* [BRIEF]:
Repeat all of the records exactly, leaving out the pictures.
___ EXTRACTED ENTRIES ___
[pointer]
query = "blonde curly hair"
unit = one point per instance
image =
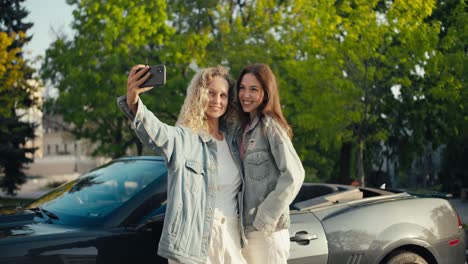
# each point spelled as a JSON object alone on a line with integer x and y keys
___
* [WRITTEN RESPONSE]:
[pointer]
query = "blonde curly hair"
unit = one point per instance
image =
# each point spelled as a JSON object alone on a line with integer x and y keys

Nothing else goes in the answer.